» **Data for this exercise**

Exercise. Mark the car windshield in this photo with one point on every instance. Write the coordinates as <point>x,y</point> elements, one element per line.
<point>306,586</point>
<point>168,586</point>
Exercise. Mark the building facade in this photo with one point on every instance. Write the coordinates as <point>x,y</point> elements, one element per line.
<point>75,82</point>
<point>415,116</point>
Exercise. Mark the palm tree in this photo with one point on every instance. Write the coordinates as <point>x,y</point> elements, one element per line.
---
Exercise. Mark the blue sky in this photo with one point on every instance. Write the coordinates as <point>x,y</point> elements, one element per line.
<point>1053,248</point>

» **Task to complete**
Carry over every line in the records, from the line containing "Exercise. Mark the car" down through the line containing "Exercise. Mark the palm", with both ends included. Add -143 to each coordinate inside the points and leave the other text unchanged.

» **Answer to this exercise**
Exercise. Mark the car windshield in this photo with one point on every instance. Write the coordinates as <point>x,y</point> elements, one element per line.
<point>163,443</point>
<point>25,443</point>
Exercise. Mark the building facade in this photo with one point on every instance. Write the coordinates as <point>x,y</point> elements, one element per line.
<point>-68,-61</point>
<point>272,-27</point>
Exercise. Mark the palm tree in this photo with one point on every instance. Write the coordinates as <point>x,y</point> elements, one element per line.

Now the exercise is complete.